[Location identification rows]
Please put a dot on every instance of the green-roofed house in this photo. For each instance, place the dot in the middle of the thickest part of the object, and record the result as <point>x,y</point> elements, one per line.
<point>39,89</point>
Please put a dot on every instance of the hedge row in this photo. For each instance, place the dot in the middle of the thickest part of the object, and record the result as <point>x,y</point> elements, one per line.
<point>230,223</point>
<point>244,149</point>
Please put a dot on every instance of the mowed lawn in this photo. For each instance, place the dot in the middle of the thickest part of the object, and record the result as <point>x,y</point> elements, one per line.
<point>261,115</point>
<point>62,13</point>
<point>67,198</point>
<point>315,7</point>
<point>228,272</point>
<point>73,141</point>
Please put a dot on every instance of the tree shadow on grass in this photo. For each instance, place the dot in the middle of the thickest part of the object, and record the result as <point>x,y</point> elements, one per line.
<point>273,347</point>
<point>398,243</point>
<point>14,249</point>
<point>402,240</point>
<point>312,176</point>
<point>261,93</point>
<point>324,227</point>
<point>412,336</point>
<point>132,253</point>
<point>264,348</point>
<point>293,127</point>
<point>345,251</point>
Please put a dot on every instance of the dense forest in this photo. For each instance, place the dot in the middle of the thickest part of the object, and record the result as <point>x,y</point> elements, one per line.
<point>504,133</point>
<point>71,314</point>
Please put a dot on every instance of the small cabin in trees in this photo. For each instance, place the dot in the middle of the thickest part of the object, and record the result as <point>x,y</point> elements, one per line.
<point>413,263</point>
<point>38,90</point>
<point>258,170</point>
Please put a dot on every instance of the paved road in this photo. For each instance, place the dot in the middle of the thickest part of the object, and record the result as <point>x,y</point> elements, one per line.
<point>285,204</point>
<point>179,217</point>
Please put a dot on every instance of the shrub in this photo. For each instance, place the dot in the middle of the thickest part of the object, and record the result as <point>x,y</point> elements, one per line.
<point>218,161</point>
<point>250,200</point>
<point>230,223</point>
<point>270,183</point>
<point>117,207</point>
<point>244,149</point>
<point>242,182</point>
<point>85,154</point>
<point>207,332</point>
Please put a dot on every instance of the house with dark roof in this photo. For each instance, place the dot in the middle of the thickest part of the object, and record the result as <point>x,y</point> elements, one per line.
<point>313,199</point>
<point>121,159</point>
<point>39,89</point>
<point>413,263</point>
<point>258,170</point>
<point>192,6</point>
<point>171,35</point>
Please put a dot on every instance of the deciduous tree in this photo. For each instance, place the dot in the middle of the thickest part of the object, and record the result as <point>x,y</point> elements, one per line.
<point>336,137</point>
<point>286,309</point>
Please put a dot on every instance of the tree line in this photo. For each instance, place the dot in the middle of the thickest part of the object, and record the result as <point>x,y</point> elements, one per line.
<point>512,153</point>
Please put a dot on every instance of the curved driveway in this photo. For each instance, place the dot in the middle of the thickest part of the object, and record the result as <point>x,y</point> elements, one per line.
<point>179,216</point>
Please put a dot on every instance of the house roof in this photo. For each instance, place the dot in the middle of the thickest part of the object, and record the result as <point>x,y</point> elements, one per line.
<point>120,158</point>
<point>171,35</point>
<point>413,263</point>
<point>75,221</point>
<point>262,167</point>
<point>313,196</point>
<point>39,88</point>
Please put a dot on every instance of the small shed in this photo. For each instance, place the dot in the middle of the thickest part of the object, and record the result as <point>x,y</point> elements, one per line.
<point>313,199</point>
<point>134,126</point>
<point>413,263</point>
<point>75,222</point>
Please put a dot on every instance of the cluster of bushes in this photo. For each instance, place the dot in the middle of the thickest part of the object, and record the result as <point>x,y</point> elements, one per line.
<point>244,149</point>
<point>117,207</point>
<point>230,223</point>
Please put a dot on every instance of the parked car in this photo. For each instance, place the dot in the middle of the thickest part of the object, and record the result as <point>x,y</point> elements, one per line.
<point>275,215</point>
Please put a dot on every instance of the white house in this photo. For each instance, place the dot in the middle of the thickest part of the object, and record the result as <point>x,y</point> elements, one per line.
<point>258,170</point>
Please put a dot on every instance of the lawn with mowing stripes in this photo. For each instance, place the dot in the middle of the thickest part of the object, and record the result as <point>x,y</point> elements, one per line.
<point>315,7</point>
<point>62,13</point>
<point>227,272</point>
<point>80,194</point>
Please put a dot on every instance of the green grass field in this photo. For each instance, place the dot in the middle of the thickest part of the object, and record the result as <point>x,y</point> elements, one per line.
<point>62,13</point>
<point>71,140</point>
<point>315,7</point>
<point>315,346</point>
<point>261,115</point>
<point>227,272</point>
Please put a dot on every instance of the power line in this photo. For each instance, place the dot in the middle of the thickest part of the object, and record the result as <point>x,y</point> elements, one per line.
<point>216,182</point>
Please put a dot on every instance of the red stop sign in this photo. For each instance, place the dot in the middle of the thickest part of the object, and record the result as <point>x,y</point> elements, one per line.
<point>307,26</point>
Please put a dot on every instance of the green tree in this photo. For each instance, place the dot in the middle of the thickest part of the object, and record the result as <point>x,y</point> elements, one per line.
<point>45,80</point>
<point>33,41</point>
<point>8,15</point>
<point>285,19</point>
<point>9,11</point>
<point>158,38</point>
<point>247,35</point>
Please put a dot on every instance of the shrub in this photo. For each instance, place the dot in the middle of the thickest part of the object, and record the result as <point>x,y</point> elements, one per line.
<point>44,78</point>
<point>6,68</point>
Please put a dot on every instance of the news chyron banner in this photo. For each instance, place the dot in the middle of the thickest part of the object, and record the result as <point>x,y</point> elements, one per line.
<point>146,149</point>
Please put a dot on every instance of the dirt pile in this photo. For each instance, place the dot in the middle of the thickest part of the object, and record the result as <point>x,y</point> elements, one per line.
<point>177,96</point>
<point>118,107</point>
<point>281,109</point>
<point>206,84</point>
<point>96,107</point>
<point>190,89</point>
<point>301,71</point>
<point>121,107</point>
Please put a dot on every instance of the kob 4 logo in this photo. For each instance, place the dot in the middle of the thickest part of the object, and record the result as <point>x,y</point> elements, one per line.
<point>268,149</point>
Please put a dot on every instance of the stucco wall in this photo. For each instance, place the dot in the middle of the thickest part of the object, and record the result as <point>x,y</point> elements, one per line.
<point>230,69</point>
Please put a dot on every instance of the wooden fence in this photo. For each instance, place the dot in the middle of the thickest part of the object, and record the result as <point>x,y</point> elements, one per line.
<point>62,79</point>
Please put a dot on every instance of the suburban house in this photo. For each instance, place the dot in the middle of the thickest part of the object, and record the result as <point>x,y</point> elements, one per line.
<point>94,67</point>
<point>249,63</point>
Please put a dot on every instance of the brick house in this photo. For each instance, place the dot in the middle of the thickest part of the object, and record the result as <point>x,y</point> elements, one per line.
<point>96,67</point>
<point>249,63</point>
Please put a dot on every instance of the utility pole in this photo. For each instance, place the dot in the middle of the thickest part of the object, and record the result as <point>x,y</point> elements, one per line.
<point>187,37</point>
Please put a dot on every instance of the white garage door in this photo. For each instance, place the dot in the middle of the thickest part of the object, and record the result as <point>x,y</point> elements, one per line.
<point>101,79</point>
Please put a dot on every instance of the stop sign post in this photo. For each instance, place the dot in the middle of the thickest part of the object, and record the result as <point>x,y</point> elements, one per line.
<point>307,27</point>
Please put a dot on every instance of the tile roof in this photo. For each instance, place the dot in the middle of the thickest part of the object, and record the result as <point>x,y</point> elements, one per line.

Task statement =
Output each of the rows above word for word, without any change.

Solution =
Please put a dot on every instance of the green-roofed house in this photo. For each instance, place the dot in the middle of the thickest part of the object, and record the result as <point>x,y</point> elements, one per line.
<point>39,89</point>
Please put a dot on every instance of the hedge row in this photo. For each instance, place the dot in the middle of the thickest part of the object, and record the result as <point>x,y</point> elements, one per line.
<point>230,223</point>
<point>244,149</point>
Please put a dot on every instance of the mowed lawn in this photo. For each instance, place the dot in the middle of the thickest part of the object, and record the result as <point>x,y</point> elements, one per line.
<point>261,115</point>
<point>62,13</point>
<point>67,198</point>
<point>315,7</point>
<point>228,272</point>
<point>73,141</point>
Please put a dot on every instance of the tree shadow on grass in this photo. For each instance, place the dot in the middle of the thickest part of the object, and record the result as <point>x,y</point> elements, one per line.
<point>273,347</point>
<point>398,243</point>
<point>14,249</point>
<point>402,240</point>
<point>312,176</point>
<point>261,93</point>
<point>324,227</point>
<point>412,336</point>
<point>132,253</point>
<point>264,348</point>
<point>293,127</point>
<point>345,251</point>
Please put a dot on every instance of the dense forest in this photo. For each instance, place the dot in the middle of the thickest part of the object, and record the result as <point>x,y</point> elements, one per line.
<point>504,133</point>
<point>71,314</point>
Please put a dot on every instance of the small cabin in trees in this photo. For each instance, place the dot in the middle of the thickest part of the object, and record the result as <point>x,y</point> elements, one per line.
<point>413,263</point>
<point>38,90</point>
<point>258,170</point>
Please put a dot on every instance of the paved road in this photo. For each instance, place the dot in the middle of the thickest part of the object, and record the result as <point>x,y</point> elements, one per line.
<point>285,204</point>
<point>179,217</point>
Please put a dot on every instance of the shrub in this photo. For each instance, place the dot in the middle of the thickest part of the object, and record the result as <point>x,y</point> elements, one per line.
<point>218,161</point>
<point>250,200</point>
<point>230,223</point>
<point>270,183</point>
<point>117,207</point>
<point>244,149</point>
<point>242,182</point>
<point>85,154</point>
<point>207,332</point>
Please put a dot on every instance of the house with dark roof in this photo. For each instance, place the dot in the middle of the thickest part of the object, and record the result as <point>x,y</point> elements, one per line.
<point>313,199</point>
<point>121,159</point>
<point>39,89</point>
<point>413,263</point>
<point>258,170</point>
<point>192,6</point>
<point>171,35</point>
Please put a dot on every instance of the deciduous tree in this photo. For each instance, place the dot in the middle of the thickest part of the object, and record the result as <point>x,y</point> elements, one per line.
<point>336,137</point>
<point>286,309</point>
Please put a dot on every instance of the tree line in this photo. For each instance, place the dot in the middle of the thickest part of the object, and record the result as <point>x,y</point> elements, one per line.
<point>512,153</point>
Please put a dot on every instance of the curved driveway in this photo. For each instance, place the dot in the middle of the thickest part of the object, and record the result as <point>x,y</point> elements, one per line.
<point>179,216</point>
Please put a dot on every instance of the house roof in this photo. For each instance, place the dot in the middle of the thickest part of the object, and record the result as <point>x,y</point> elements, one per line.
<point>120,158</point>
<point>171,35</point>
<point>413,263</point>
<point>75,221</point>
<point>262,167</point>
<point>313,196</point>
<point>39,88</point>
Please put a dot on every instance of the small shed in this photo. For each instance, place the dot in the middle of the thickest part of the object, and record the result as <point>x,y</point> elements, one per line.
<point>313,199</point>
<point>134,126</point>
<point>413,263</point>
<point>75,222</point>
Please put a dot on every instance of the cluster of bushes in this photo. For each instance, place the dot in the middle of the thickest part of the object, and record the result as <point>x,y</point> elements, one per line.
<point>244,149</point>
<point>117,207</point>
<point>230,223</point>
Please put a dot on every instance of the parked car in this photo. For each instance, place the dot in the middle of the thickest part of the object, and record the result as <point>x,y</point> elements, one per line.
<point>275,215</point>
Please put a dot on every instance of the white house in this photo. For each instance, place the dot in the middle of the thickest part of the object, and record the result as <point>x,y</point> elements, one per line.
<point>258,170</point>
Please put a dot on every instance of the lawn with mowing stripes in this photo. For each instance, place the dot in the middle of the thickest part of the object, and record the result as <point>x,y</point> elements, one per line.
<point>315,7</point>
<point>62,13</point>
<point>227,272</point>
<point>80,194</point>
Please put a dot on every instance of the green grass field in this photo. For each instance, place the dot in the middle of the thickest part of the object, and record the result as <point>x,y</point> elements, one per line.
<point>62,13</point>
<point>71,140</point>
<point>315,7</point>
<point>315,346</point>
<point>261,115</point>
<point>227,272</point>
Please put a dot on every instance of the power line in this photo. For each instance, place the dot in the middle of the thickest part of the object, and record the result as <point>x,y</point> elements, one per line.
<point>216,182</point>
Please put a dot on every instance of the red stop sign in this photo. For each instance, place the dot in the middle of the thickest part of the object, and record the result as <point>x,y</point> elements, one per line.
<point>307,26</point>
Please put a dot on every instance of the green tree in this photo. For each instance, place the dot in the middle of the thickest part of the object, and record the result as <point>x,y</point> elements, one per line.
<point>45,80</point>
<point>33,41</point>
<point>8,15</point>
<point>285,19</point>
<point>9,11</point>
<point>158,38</point>
<point>247,35</point>
Please put a dot on every instance of the shrub in this photo. For each instance, place the dot in the middle of the thickest part of the object, and record the result as <point>x,y</point> elements, one per line.
<point>44,78</point>
<point>6,68</point>
Please put a dot on every instance of the news chyron banner in this photo. For each instance, place the dot in the middle of the thickest part of the object, and record the result as <point>x,y</point> elements, one per line.
<point>146,149</point>
Please put a dot on every instance of the dirt pile in this photo. For each instance, place the dot in the middle of the thickest part of the object, and record the result as <point>x,y</point> elements, one per line.
<point>177,96</point>
<point>118,107</point>
<point>281,109</point>
<point>206,84</point>
<point>96,107</point>
<point>190,89</point>
<point>301,71</point>
<point>121,107</point>
Please put a dot on every instance of the kob 4 logo in this photo. For each instance, place the dot in the middle of the thickest part of the object, and record the result as <point>x,y</point> elements, one per line.
<point>268,149</point>
Please put a dot on every instance of the stucco wall in this photo. For each instance, place the dot in the middle of the thickest part of the object, and record the result as <point>x,y</point> elements, one per line.
<point>230,69</point>
Please put a dot on every instance of the wooden fence in this photo. For each instance, place the dot in the middle of the thickest part of the object, and record the result as <point>x,y</point> elements, one per line.
<point>62,79</point>
Please put a dot on every instance of the suburban house in this photo. For each instance, place the dot in the middle of the thickest part of the object, and record the result as <point>x,y</point> elements, one per line.
<point>94,67</point>
<point>249,63</point>
Please put a dot on every instance of the brick house in this photo. For each instance, place the dot in the middle of the thickest part of the object, and record the result as <point>x,y</point> elements, one per line.
<point>96,67</point>
<point>249,63</point>
Please put a dot on every instance of the utility pole in this photo. For each instance, place the dot in the middle of the thickest part of the object, and record the result as <point>x,y</point> elements, one per line.
<point>187,37</point>
Please put a dot on every instance of the white garage door in this photo. For each instance, place the dot in the middle of the thickest part of the object, and record the result as <point>x,y</point> elements, one per line.
<point>101,79</point>
Please put a dot on every instance of the stop sign post in this photo. For each instance, place the dot in the middle of the thickest part of the object, and record the result as <point>x,y</point> elements, one per line.
<point>307,27</point>
Please put a dot on every instance of the tile roof in this photo. For each instance, place the dot in the middle of the thickest part of the object, and record the result as <point>x,y</point> elements, one per line.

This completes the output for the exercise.